[Work task]:
Pull from the data below each line where the word "plaque" occurs, and copy it.

[Saved data entries]:
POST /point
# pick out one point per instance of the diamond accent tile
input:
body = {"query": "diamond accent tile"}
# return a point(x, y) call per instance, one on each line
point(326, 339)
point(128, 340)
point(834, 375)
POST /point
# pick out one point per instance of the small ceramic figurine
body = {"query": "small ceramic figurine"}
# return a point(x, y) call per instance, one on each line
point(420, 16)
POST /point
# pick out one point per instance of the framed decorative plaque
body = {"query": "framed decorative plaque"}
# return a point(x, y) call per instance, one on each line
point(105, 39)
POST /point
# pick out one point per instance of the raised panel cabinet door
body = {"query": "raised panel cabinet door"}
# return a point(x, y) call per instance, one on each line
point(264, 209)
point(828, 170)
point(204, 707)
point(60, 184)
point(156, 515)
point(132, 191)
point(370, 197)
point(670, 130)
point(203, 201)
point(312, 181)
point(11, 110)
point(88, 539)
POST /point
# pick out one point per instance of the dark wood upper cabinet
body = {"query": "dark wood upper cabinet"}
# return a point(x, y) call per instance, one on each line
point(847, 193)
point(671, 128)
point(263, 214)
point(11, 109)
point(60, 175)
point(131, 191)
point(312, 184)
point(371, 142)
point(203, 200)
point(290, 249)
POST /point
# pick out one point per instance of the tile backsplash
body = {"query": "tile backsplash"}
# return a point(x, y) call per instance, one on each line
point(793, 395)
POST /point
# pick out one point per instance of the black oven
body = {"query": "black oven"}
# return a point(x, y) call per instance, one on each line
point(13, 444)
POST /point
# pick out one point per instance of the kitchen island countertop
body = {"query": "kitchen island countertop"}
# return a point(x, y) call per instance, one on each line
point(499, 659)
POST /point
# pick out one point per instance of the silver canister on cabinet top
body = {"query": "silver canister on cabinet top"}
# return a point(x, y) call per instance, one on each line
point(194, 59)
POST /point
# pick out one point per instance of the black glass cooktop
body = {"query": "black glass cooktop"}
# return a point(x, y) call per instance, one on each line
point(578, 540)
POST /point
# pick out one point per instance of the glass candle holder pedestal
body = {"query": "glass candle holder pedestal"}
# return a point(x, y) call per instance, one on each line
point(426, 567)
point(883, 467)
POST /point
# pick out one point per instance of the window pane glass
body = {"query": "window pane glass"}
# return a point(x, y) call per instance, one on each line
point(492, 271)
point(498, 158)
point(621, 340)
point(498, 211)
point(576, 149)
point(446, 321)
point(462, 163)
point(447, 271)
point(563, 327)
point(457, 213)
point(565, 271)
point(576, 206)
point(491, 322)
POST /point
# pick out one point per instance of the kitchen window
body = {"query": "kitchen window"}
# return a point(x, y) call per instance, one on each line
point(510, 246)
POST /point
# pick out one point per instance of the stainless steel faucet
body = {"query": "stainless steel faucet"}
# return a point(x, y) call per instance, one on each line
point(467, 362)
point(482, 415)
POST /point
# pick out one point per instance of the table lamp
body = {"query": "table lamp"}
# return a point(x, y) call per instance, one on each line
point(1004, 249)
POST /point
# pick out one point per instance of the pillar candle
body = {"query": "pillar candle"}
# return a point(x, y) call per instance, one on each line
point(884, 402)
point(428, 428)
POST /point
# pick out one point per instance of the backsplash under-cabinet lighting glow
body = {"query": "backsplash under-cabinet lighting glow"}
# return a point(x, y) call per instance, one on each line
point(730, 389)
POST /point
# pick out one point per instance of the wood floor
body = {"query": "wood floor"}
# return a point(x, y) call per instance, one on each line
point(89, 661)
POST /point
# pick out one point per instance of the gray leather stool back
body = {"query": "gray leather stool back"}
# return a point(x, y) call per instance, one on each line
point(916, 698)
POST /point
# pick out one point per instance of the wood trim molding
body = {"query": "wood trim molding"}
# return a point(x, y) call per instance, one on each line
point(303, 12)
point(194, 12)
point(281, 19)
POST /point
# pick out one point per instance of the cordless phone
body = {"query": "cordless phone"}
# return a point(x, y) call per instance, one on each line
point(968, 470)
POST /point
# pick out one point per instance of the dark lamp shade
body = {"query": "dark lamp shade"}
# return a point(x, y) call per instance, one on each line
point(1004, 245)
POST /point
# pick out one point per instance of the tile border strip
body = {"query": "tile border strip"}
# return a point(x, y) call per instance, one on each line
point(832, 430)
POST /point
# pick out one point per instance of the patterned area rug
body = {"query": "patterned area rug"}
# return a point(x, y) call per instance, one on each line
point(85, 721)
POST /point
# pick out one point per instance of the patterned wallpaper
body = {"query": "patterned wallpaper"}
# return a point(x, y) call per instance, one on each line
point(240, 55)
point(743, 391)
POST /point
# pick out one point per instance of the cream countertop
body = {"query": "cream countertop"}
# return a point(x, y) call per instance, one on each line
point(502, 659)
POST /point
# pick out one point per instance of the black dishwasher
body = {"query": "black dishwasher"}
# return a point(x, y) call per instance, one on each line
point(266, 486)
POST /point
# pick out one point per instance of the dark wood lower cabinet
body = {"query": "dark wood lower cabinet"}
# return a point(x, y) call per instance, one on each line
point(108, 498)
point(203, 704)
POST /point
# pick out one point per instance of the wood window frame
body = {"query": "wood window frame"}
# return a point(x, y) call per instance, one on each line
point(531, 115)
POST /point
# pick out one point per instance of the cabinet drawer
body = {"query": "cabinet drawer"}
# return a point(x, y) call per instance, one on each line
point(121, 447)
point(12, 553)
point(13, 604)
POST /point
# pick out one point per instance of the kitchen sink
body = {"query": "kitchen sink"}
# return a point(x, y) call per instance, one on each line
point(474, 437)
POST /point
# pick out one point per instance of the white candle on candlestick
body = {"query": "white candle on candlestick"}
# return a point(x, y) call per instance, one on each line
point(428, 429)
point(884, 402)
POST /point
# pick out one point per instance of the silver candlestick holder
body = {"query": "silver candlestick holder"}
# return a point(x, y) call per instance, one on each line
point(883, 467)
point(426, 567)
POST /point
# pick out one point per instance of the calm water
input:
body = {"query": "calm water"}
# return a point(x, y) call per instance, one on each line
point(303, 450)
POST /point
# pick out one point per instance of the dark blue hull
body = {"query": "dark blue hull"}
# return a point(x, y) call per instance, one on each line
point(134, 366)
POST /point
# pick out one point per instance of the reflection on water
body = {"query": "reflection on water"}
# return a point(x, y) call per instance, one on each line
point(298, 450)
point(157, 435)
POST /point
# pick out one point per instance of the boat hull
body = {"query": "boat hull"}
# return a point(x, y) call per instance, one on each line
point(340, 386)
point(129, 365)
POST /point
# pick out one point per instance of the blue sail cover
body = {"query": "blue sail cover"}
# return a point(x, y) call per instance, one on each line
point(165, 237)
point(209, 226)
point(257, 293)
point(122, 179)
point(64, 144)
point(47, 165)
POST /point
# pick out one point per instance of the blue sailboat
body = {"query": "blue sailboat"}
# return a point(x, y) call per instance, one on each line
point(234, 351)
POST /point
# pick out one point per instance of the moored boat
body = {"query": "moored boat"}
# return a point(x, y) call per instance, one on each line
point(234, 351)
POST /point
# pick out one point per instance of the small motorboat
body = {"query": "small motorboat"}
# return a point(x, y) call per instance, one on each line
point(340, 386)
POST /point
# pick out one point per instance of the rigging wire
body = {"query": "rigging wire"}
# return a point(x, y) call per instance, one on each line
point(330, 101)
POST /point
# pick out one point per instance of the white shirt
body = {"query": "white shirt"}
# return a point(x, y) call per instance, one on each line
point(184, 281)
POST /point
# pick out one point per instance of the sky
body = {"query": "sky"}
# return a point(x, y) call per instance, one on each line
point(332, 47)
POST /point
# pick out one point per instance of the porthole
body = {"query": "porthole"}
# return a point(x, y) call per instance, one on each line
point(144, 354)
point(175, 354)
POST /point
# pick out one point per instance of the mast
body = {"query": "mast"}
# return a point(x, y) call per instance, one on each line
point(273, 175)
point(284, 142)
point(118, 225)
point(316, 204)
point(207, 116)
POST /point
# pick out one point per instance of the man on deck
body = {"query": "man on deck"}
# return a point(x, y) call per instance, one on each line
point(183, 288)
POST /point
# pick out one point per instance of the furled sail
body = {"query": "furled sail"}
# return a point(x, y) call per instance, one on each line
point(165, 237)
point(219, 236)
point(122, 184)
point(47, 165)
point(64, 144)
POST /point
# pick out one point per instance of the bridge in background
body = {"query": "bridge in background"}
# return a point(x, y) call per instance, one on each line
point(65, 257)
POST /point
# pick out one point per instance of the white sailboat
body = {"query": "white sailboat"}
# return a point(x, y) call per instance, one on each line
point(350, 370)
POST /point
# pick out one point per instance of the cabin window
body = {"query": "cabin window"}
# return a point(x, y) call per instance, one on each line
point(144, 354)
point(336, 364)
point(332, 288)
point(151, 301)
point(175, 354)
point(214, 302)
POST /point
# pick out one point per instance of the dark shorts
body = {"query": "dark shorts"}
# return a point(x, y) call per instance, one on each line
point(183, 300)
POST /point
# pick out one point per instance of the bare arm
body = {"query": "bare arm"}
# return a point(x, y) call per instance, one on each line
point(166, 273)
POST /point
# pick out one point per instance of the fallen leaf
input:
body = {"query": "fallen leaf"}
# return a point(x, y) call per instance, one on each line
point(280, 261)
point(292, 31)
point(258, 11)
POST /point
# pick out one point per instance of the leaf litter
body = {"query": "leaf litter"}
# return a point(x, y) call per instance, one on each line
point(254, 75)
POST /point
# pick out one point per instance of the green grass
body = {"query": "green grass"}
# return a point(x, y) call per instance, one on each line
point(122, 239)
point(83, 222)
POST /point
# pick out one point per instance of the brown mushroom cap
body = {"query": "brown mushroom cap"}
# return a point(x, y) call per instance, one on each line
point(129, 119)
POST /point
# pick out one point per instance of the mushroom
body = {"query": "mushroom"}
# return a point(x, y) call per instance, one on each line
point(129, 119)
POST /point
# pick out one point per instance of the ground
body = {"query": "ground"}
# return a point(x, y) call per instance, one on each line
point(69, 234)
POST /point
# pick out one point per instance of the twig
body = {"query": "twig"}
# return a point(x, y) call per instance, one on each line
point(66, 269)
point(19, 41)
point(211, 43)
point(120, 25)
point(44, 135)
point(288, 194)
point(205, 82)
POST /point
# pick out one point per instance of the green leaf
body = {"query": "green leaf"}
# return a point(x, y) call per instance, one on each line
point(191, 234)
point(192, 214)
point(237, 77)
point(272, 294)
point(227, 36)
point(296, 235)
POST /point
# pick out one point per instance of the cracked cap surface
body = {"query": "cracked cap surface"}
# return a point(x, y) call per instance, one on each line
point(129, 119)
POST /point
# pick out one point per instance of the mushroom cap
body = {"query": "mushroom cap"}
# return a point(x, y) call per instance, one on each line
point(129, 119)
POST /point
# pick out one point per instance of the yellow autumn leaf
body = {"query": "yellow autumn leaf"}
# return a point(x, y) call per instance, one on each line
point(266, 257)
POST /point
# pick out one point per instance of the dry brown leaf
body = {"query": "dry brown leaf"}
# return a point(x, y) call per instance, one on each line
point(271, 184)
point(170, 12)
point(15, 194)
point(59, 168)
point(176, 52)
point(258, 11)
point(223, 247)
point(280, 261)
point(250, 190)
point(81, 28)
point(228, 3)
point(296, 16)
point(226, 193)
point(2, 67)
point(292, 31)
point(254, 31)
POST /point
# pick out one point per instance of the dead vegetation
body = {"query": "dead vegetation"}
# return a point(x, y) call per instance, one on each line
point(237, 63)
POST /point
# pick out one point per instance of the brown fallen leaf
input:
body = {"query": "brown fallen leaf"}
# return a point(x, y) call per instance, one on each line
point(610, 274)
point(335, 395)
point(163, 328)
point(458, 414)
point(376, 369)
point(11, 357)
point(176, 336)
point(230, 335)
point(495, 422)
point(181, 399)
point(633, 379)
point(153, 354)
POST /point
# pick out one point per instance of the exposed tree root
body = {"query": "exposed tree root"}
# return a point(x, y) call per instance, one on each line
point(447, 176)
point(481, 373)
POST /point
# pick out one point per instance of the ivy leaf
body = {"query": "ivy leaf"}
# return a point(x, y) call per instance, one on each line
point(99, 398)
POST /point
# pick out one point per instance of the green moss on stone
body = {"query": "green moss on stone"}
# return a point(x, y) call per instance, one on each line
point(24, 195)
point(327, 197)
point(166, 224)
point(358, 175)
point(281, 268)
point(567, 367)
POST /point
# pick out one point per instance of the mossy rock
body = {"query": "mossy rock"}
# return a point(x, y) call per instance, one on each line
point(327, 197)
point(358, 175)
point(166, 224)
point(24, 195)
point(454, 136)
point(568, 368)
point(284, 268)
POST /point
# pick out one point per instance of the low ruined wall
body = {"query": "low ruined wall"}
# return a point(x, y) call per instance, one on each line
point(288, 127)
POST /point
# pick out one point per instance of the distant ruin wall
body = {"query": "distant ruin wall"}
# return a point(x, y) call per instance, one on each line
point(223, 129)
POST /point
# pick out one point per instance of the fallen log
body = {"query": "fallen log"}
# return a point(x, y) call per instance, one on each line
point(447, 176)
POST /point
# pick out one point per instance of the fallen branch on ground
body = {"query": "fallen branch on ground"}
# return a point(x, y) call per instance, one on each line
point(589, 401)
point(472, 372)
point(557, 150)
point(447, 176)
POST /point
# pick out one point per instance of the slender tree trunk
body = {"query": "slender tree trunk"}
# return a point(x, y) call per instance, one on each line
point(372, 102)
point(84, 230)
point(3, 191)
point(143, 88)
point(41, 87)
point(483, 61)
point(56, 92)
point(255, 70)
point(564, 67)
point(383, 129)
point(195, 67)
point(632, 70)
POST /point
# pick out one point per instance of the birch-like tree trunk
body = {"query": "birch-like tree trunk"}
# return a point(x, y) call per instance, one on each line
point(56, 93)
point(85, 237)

[Answer]:
# pick out one point per instance of the framed decorative plaque
body = {"query": "framed decorative plaque"}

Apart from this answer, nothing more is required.